=== Quellenauszug ===

Er erinnerte daran, dass Moskau bereits in den ersten Tagen nach dem Vorfall am 4. März über seine Botschaft in London vorschlug, die Sache im Rahmen des Völkerrechts gemeinsam aufzuklären. Das sei aber von den Briten abgelehnt worden, die auch keinen Zugang zu Julia Skripal, einer russischen Staatsbürgerin, ermöglicht hätten. „Das widerspricht der Wiener Konvention von 1963, die den konsularischen Zugang zu Staatsbürgern regelt“, hob der Botschafter hervor.

Er verwies darauf, dass der mutmaßliche Anschlag auf den ausgetauschten Ex-Doppelagenten Skripal Russland nichts nutze. Und fügte hinzu:

„Unter Geheimdiensten gibt es eine unausgesprochene Regel, dass man ausgetauschte Verräter nicht mehr anfasst.“

Garmonin erinnerte ebenso daran, dass Russland im letzten Jahr alle Vorräte an Chemiewaffen unter Aufsicht der Organisation für das Verbot chemischer Waffen (OPCW) vernichtet habe, was von dieser bestätigt worden sei.

Wirksame Kampagne
Mit diesen Feststellungen reagierte Garmonin auf den Hinweis des „Weltwoche“-Redakteurs Wolfgang Koydl, dass der bei dem Anschlag verwendete Giftstoff aus Russland stammen soll. Das zeigt, wie die Kampagne wirkt: London und seine Unterstützer hatten offiziell immer nur davon gesprochen, dass es sich um einen Stoff „eines Typs, wie er von Russland entwickelt wurde“, handele. Diese interessante Differenzierung ging im Medientheater unter. Hängen blieb die angebliche russische Herkunft.

Botschafter Garmonin wandte sich in dem am 5. April erschienenen Interview ebenfalls dagegen, dass in diesem Fall das Rechtsprinzip „Im Zweifel für den Angeklagten“ umgekehrt wird. Russland solle seine Unschuld beweisen, „weil wir die bösen Jungs sind, denen man alle schlimmen Sachen in die Schuhe schiebt“. Er hoffe auf ehrliche Untersuchungen des Vorfalls durch die OPCW-Experten. Diese hätten sich in jüngerer Vergangenheit aber nicht immer an ihre eigenen Regeln gehalten, bedauerte der Diplomat. Das sei unter anderem bei dem angeblichen Chemiewaffeneinsatz im April 2017 in Syrien der Fall gewesen, der von den USA zu einem Angriff mit Marschflugkörpern genutzt wurde.

=== Auflistung ===

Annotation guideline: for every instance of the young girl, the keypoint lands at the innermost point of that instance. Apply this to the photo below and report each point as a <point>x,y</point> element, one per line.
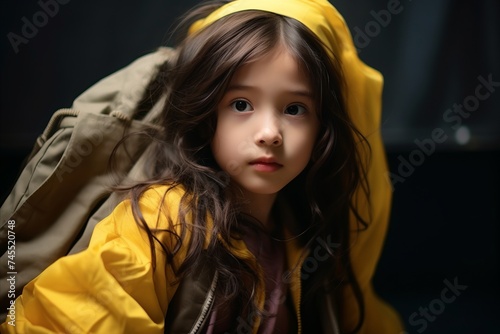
<point>268,201</point>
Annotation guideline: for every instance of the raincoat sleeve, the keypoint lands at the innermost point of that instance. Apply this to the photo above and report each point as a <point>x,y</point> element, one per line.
<point>111,287</point>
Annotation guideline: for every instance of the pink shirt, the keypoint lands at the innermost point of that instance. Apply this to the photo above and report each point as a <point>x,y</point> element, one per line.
<point>270,254</point>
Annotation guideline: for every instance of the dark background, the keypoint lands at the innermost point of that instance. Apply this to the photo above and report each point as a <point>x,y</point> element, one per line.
<point>446,209</point>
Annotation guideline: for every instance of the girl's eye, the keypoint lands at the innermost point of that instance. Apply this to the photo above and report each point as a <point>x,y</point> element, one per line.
<point>241,106</point>
<point>295,110</point>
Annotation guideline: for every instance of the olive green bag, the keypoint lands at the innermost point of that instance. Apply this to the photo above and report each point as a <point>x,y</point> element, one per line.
<point>64,188</point>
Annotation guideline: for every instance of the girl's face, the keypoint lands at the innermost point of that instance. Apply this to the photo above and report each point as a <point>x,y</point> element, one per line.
<point>266,124</point>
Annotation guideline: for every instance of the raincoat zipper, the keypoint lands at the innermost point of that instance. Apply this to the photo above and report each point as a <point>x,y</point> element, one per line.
<point>207,306</point>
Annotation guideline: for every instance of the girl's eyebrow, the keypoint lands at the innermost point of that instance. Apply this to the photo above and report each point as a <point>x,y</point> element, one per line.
<point>299,92</point>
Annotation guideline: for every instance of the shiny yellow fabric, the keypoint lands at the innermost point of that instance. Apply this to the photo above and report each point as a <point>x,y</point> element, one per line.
<point>111,287</point>
<point>363,96</point>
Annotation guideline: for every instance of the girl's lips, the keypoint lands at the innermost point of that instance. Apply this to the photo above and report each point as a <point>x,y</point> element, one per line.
<point>265,165</point>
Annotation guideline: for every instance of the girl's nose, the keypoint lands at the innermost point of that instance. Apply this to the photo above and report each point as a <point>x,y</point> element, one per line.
<point>269,134</point>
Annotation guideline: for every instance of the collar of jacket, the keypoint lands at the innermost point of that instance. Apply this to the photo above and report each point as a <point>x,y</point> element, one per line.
<point>192,303</point>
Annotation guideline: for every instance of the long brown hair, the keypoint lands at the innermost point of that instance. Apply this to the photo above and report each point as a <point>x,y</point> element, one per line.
<point>322,195</point>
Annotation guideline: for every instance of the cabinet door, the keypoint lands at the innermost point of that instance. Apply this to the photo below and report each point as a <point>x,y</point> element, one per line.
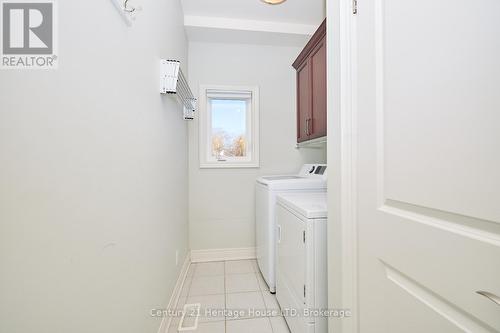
<point>303,101</point>
<point>317,125</point>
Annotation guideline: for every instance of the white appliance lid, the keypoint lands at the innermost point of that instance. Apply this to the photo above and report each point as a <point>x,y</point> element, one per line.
<point>312,205</point>
<point>280,177</point>
<point>295,183</point>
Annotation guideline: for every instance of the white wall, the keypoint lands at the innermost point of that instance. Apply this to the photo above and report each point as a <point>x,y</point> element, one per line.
<point>93,176</point>
<point>221,213</point>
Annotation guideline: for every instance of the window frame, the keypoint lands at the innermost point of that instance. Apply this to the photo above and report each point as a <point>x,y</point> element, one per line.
<point>205,123</point>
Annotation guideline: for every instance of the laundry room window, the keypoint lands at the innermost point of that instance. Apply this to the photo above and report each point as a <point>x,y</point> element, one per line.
<point>229,119</point>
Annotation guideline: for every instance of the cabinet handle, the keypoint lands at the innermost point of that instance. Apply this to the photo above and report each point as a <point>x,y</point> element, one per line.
<point>492,297</point>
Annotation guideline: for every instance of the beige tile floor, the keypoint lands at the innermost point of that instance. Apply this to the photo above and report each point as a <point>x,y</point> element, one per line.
<point>231,286</point>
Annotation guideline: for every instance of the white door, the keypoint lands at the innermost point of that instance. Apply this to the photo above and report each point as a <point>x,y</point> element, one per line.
<point>428,165</point>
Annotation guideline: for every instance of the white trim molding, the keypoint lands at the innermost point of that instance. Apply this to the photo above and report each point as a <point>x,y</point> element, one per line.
<point>176,293</point>
<point>223,254</point>
<point>341,145</point>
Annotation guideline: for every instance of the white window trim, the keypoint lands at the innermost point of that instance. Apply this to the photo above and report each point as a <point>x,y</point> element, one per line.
<point>203,124</point>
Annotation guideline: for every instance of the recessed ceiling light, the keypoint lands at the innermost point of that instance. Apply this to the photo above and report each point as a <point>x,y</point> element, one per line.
<point>273,2</point>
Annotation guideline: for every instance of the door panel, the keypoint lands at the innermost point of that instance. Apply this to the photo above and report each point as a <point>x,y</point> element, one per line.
<point>318,82</point>
<point>427,179</point>
<point>304,100</point>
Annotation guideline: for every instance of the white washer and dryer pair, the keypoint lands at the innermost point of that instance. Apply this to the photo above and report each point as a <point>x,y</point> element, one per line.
<point>311,178</point>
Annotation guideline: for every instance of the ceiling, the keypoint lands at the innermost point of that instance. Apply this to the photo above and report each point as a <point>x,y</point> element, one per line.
<point>311,12</point>
<point>252,21</point>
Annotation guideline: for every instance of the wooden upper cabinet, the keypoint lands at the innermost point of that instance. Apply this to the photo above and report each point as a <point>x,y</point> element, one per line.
<point>311,87</point>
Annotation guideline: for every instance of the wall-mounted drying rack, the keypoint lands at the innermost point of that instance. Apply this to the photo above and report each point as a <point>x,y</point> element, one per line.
<point>173,81</point>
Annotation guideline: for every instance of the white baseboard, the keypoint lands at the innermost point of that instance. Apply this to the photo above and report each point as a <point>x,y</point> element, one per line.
<point>166,320</point>
<point>223,254</point>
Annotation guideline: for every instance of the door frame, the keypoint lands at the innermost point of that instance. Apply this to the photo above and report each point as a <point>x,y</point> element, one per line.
<point>341,148</point>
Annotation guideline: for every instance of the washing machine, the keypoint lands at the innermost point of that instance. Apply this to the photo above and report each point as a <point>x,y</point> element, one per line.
<point>311,178</point>
<point>301,275</point>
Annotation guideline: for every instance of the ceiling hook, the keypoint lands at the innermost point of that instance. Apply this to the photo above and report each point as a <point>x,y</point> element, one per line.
<point>126,8</point>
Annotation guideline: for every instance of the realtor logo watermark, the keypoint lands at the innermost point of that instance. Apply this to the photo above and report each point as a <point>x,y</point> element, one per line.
<point>28,34</point>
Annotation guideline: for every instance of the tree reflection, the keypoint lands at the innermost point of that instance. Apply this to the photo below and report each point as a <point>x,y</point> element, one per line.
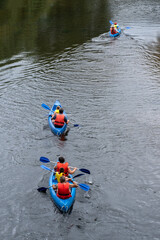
<point>49,26</point>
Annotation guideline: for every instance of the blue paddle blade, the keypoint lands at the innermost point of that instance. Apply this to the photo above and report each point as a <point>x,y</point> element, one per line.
<point>84,186</point>
<point>76,125</point>
<point>46,168</point>
<point>44,159</point>
<point>45,106</point>
<point>78,175</point>
<point>42,189</point>
<point>84,170</point>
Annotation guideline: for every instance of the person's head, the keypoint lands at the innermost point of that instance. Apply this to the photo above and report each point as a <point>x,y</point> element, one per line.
<point>61,170</point>
<point>61,110</point>
<point>61,159</point>
<point>62,179</point>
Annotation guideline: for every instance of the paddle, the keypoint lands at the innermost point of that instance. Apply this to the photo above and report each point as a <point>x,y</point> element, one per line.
<point>46,160</point>
<point>113,23</point>
<point>81,185</point>
<point>45,106</point>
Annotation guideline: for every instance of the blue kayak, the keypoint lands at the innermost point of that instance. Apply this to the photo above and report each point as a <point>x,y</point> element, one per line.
<point>64,205</point>
<point>56,131</point>
<point>116,34</point>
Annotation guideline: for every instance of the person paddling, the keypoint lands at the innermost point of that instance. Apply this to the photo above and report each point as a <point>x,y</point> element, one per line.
<point>113,30</point>
<point>64,188</point>
<point>62,164</point>
<point>59,119</point>
<point>59,174</point>
<point>56,111</point>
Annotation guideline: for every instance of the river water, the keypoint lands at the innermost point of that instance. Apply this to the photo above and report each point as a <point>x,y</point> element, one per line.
<point>62,50</point>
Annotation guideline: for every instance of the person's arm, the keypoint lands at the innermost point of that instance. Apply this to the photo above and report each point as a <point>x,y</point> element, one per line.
<point>53,116</point>
<point>54,187</point>
<point>72,171</point>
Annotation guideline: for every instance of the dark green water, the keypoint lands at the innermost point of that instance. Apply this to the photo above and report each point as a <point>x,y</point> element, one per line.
<point>62,50</point>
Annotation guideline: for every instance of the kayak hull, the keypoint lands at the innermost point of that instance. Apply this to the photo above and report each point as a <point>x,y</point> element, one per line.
<point>115,35</point>
<point>56,131</point>
<point>64,205</point>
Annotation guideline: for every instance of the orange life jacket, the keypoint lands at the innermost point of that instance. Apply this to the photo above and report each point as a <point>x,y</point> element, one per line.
<point>113,31</point>
<point>63,190</point>
<point>59,121</point>
<point>62,165</point>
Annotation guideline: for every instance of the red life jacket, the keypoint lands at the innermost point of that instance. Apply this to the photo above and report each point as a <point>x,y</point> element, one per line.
<point>113,31</point>
<point>62,165</point>
<point>63,190</point>
<point>59,121</point>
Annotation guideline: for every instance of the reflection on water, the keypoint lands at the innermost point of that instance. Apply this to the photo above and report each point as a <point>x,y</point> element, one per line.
<point>49,26</point>
<point>61,50</point>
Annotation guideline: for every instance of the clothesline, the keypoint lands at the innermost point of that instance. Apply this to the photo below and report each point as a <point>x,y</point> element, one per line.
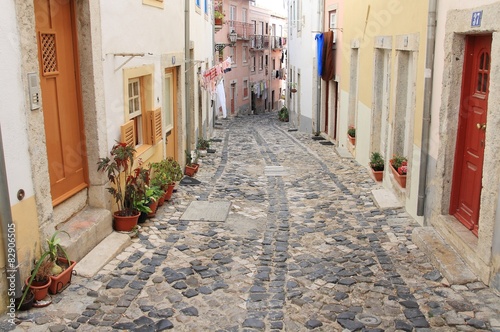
<point>210,77</point>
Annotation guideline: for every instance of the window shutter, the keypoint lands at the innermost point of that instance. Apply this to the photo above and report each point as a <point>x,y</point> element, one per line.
<point>155,126</point>
<point>128,133</point>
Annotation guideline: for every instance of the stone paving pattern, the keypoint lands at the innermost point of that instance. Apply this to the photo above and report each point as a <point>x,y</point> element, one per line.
<point>308,250</point>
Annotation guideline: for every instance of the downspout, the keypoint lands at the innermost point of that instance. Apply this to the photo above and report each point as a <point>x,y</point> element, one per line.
<point>318,81</point>
<point>426,118</point>
<point>9,233</point>
<point>187,73</point>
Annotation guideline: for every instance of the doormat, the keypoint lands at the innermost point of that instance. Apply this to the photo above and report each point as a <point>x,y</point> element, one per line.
<point>189,181</point>
<point>207,211</point>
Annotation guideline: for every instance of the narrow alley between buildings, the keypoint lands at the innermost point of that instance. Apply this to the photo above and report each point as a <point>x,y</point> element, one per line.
<point>301,246</point>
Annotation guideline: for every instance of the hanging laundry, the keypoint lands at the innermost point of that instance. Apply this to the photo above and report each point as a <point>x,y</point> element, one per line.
<point>221,98</point>
<point>328,57</point>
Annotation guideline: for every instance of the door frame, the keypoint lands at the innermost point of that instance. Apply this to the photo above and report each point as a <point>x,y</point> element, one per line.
<point>79,104</point>
<point>466,91</point>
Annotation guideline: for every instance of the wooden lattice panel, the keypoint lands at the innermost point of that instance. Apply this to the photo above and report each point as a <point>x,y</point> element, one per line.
<point>49,54</point>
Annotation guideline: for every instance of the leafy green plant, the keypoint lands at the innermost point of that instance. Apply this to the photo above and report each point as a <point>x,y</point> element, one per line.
<point>202,144</point>
<point>46,266</point>
<point>400,164</point>
<point>119,170</point>
<point>165,172</point>
<point>376,161</point>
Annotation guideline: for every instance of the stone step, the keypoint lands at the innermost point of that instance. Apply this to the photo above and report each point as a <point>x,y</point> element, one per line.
<point>86,229</point>
<point>105,251</point>
<point>385,199</point>
<point>443,256</point>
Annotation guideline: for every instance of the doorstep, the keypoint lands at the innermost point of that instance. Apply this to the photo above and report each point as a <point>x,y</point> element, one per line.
<point>443,256</point>
<point>86,229</point>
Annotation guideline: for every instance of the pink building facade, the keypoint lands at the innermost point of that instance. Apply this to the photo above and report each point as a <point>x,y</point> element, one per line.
<point>254,83</point>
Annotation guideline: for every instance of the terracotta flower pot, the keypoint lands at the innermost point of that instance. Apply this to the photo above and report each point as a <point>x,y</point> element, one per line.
<point>189,170</point>
<point>153,206</point>
<point>125,223</point>
<point>401,179</point>
<point>377,175</point>
<point>39,289</point>
<point>60,281</point>
<point>169,191</point>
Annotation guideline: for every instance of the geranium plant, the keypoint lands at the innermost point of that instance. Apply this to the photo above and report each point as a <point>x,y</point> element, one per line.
<point>376,161</point>
<point>400,164</point>
<point>124,179</point>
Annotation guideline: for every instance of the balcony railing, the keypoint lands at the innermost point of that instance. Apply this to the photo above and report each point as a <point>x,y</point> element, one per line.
<point>243,29</point>
<point>277,43</point>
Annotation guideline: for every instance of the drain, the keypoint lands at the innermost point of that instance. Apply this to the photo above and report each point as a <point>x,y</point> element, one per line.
<point>368,320</point>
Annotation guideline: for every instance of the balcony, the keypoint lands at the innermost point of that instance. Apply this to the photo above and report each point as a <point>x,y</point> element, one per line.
<point>242,29</point>
<point>256,42</point>
<point>277,43</point>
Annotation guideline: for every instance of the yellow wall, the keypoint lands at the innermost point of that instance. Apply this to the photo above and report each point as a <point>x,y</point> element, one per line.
<point>25,218</point>
<point>366,19</point>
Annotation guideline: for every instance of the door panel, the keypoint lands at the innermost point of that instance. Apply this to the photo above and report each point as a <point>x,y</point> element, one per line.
<point>170,115</point>
<point>469,156</point>
<point>60,86</point>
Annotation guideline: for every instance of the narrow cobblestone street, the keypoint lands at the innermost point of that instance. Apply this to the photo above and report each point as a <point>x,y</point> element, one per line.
<point>304,247</point>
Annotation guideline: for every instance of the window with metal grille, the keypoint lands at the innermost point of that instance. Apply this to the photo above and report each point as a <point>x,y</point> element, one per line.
<point>135,108</point>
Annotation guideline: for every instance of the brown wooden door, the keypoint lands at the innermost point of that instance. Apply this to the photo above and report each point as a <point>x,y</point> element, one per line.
<point>60,86</point>
<point>469,156</point>
<point>170,112</point>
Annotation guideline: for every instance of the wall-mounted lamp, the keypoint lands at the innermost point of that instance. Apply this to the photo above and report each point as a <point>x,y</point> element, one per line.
<point>232,36</point>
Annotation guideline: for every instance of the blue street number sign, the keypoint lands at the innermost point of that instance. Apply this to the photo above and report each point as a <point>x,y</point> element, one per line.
<point>476,19</point>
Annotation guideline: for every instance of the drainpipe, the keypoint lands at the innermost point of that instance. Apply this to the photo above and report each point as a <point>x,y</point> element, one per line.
<point>8,228</point>
<point>187,72</point>
<point>318,81</point>
<point>426,118</point>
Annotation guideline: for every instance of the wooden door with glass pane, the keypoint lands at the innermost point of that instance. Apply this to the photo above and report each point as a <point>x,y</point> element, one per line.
<point>60,87</point>
<point>170,112</point>
<point>469,155</point>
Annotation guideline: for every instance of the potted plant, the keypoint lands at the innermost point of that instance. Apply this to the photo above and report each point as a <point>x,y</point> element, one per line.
<point>283,114</point>
<point>399,168</point>
<point>202,145</point>
<point>377,165</point>
<point>120,173</point>
<point>218,17</point>
<point>52,272</point>
<point>351,135</point>
<point>164,175</point>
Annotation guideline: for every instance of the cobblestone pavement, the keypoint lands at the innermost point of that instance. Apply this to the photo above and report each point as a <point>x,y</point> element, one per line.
<point>306,249</point>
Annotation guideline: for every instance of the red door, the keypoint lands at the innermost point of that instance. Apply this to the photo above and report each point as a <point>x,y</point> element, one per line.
<point>469,155</point>
<point>60,86</point>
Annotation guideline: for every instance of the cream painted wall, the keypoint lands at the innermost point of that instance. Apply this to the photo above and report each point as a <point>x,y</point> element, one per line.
<point>302,57</point>
<point>147,29</point>
<point>15,144</point>
<point>12,117</point>
<point>406,23</point>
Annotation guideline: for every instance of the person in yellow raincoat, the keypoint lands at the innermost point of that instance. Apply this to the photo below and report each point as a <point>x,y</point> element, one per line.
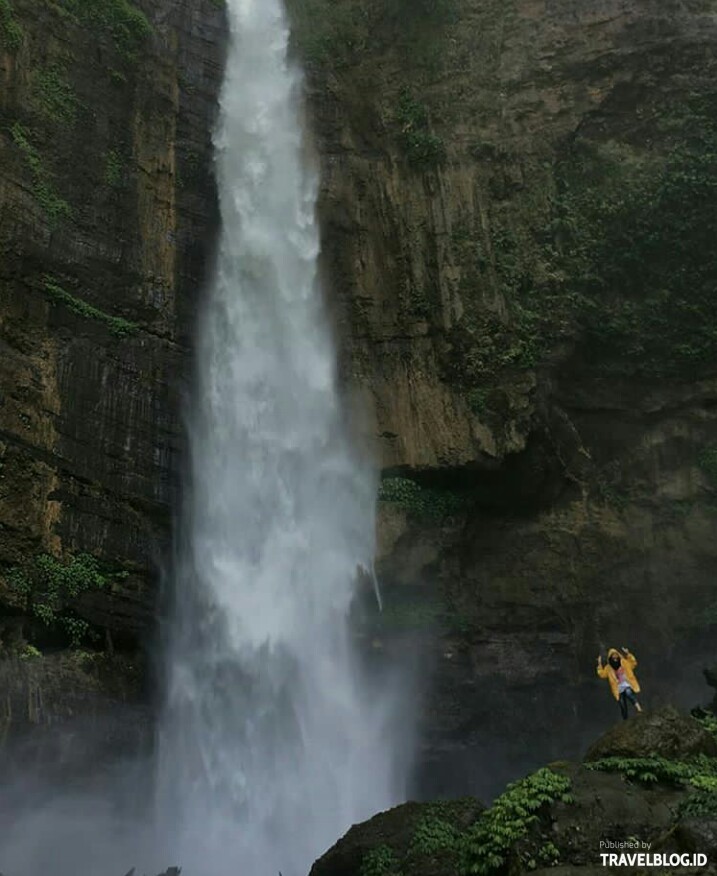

===

**Aufgabe 1**
Führe alle Zeitangaben auf, die im Text über den Fall Skripal einen Monat oder eine Jahreszahl nennen.
**Aufgabe 2**
Wiederhole aus dem Text über den Fall Skripal den Abschnitt von „Botschafter Garmonin wandte“ bis „Marschflugkörpern genutzt wurde.“.
**Aufgabe 3**
Welcher Vereinbarung widerspricht es laut dem Botschafter im Text über den Fall Skripal, dass die Briten keinen Zugang zu Julia Skripal ermöglicht haben?

**Ergebnis 1**
- 4. März
- 1963
- 5. April
- April 2017

**Ergebnis 2**
Botschafter Garmonin wandte sich in dem am 5. April erschienenen Interview ebenfalls dagegen, dass in diesem Fall das Rechtsprinzip „Im Zweifel für den Angeklagten“ umgekehrt wird. Russland solle seine Unschuld beweisen, „weil wir die bösen Jungs sind, denen man alle schlimmen Sachen in die Schuhe schiebt“. Er hoffe auf ehrliche Untersuchungen des Vorfalls durch die OPCW-Experten. Diese hätten sich in jüngerer Vergangenheit aber nicht immer an ihre eigenen Regeln gehalten, bedauerte der Diplomat. Das sei unter anderem bei dem angeblichen Chemiewaffeneinsatz im April 2017 in Syrien der Fall gewesen, der von den USA zu einem Angriff mit Marschflugkörpern genutzt wurde.

**Ergebnis 3**
Der Wiener Konvention von 1963, die den konsularischen Zugang zu Staatsbürgern regelt.